** start of Extracted entries **

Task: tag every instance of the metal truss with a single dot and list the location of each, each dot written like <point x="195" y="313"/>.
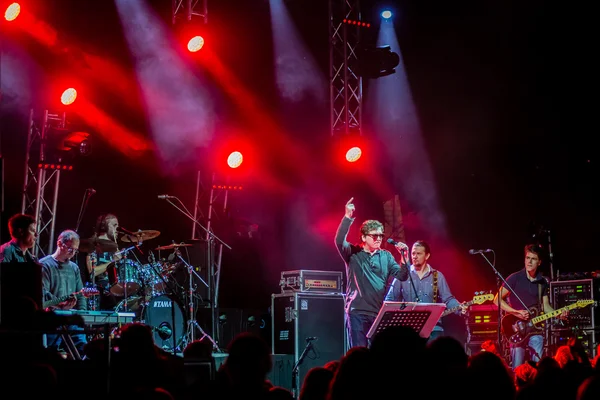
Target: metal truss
<point x="188" y="9"/>
<point x="345" y="85"/>
<point x="41" y="184"/>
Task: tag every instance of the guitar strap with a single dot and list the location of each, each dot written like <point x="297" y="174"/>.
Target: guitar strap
<point x="435" y="286"/>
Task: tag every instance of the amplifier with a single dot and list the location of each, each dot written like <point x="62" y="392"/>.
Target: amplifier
<point x="587" y="337"/>
<point x="564" y="293"/>
<point x="306" y="280"/>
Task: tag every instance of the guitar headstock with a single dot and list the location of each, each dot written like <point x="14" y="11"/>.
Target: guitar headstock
<point x="585" y="303"/>
<point x="89" y="291"/>
<point x="481" y="298"/>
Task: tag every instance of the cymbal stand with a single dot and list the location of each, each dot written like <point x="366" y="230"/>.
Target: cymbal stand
<point x="211" y="237"/>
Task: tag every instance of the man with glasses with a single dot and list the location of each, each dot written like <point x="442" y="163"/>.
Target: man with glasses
<point x="369" y="268"/>
<point x="61" y="278"/>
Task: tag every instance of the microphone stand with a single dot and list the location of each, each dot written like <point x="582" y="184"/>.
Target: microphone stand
<point x="499" y="279"/>
<point x="412" y="283"/>
<point x="86" y="198"/>
<point x="211" y="237"/>
<point x="295" y="369"/>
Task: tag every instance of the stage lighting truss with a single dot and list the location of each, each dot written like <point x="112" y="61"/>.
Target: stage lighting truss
<point x="48" y="144"/>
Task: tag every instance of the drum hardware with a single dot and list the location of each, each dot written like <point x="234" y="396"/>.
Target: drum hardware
<point x="100" y="245"/>
<point x="173" y="246"/>
<point x="211" y="238"/>
<point x="139" y="236"/>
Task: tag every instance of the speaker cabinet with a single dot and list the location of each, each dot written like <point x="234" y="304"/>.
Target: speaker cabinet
<point x="308" y="323"/>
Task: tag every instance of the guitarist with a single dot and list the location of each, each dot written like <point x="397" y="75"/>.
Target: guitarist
<point x="61" y="277"/>
<point x="533" y="289"/>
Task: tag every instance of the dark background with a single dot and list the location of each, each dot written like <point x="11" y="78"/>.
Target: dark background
<point x="499" y="88"/>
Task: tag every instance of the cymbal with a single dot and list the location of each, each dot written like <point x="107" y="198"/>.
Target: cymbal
<point x="95" y="244"/>
<point x="140" y="236"/>
<point x="173" y="246"/>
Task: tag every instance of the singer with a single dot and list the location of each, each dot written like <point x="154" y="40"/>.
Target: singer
<point x="426" y="285"/>
<point x="368" y="269"/>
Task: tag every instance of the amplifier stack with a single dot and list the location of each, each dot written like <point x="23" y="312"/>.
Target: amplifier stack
<point x="581" y="321"/>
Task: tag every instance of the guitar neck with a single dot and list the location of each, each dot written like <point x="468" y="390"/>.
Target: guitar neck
<point x="454" y="309"/>
<point x="54" y="302"/>
<point x="553" y="314"/>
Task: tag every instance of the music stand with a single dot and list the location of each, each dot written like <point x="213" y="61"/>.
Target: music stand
<point x="422" y="317"/>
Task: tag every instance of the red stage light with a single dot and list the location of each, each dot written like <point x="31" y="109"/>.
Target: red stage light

** end of Extracted entries **

Instructions for the task: Reproduce every one of the records above word for word, leaving out the pictures.

Exercise solution:
Task: tag every instance of the metal truss with a single dot and list the location of each, each dot written like <point x="195" y="313"/>.
Target: metal truss
<point x="188" y="9"/>
<point x="345" y="85"/>
<point x="41" y="184"/>
Task: tag every instance of the guitar strap with a single dot and list the location of each, each dot written like <point x="297" y="174"/>.
Target: guitar strap
<point x="435" y="286"/>
Task: tag every instance of the amplifier with a single dot and list the location of each, each dot written like <point x="62" y="392"/>.
Target: amplifier
<point x="587" y="337"/>
<point x="564" y="293"/>
<point x="306" y="280"/>
Task: tag every instance of the guitar headstock with a single dot and list the location of each, each dot written like <point x="14" y="11"/>.
Target: guitar headstock
<point x="585" y="303"/>
<point x="89" y="291"/>
<point x="481" y="298"/>
Task: tag every instance of the cymbal stand with a single dot and list the location of each, each dot written like <point x="366" y="230"/>.
Target: cymbal stand
<point x="211" y="237"/>
Task: tag every instance of the man with glasses with a single dot and list the location of each, each dot written like <point x="442" y="163"/>.
Target: man with glasses
<point x="369" y="268"/>
<point x="61" y="278"/>
Task: tag every instance of the microphone stand with a single dot and list the location of each, each dot written like <point x="582" y="184"/>.
Target: microphone stand
<point x="499" y="279"/>
<point x="412" y="283"/>
<point x="86" y="198"/>
<point x="211" y="237"/>
<point x="295" y="369"/>
Task: tag every instance of the stage lighting truss with a single dot and list the location of each, each dot written like <point x="112" y="61"/>.
Target: stage lighting truss
<point x="48" y="144"/>
Task: tag every instance of the drum hardware with a single dot and list the location of each, each dot written like <point x="234" y="396"/>.
Target: drum hardware
<point x="100" y="245"/>
<point x="173" y="246"/>
<point x="211" y="238"/>
<point x="139" y="236"/>
Task: tag every instance of the speaker cabinet with a single dot and list the location of each, each dot written like <point x="234" y="304"/>.
Target: speaker cabinet
<point x="308" y="323"/>
Task: tag every instance of the guitarist with a single dot and list the location of each, each dot written like <point x="397" y="75"/>.
Target: guitarist
<point x="61" y="277"/>
<point x="533" y="289"/>
Task: tag every instance of the dark background with a single dot and list the location of each, each dot written like <point x="11" y="78"/>.
Target: dark background
<point x="499" y="88"/>
Task: tag every instance of the cymbal with a single dot and list the location of each, each dot written like <point x="107" y="198"/>.
Target: cymbal
<point x="95" y="244"/>
<point x="140" y="236"/>
<point x="173" y="246"/>
Task: tag every instance of the singer with a single dot and list the location of each, each dot written like <point x="154" y="40"/>.
Target: singer
<point x="426" y="285"/>
<point x="368" y="269"/>
Task: tag every instance of the amplifier stack with a single dot and list the location of each, each dot written like <point x="23" y="312"/>.
Target: amplifier stack
<point x="581" y="321"/>
Task: tag every instance of the guitar neck with a single dot and list the location of each, each dot written like <point x="468" y="390"/>.
Target: guitar neck
<point x="454" y="309"/>
<point x="54" y="302"/>
<point x="553" y="314"/>
Task: tag every instance of the music stand with a single dot and list the location of each, each dot written like <point x="213" y="61"/>.
Target: music stand
<point x="422" y="317"/>
Task: tag every instance of the red stage light with a single dot and list the location of each, each dot written like <point x="31" y="109"/>.
Target: red stage light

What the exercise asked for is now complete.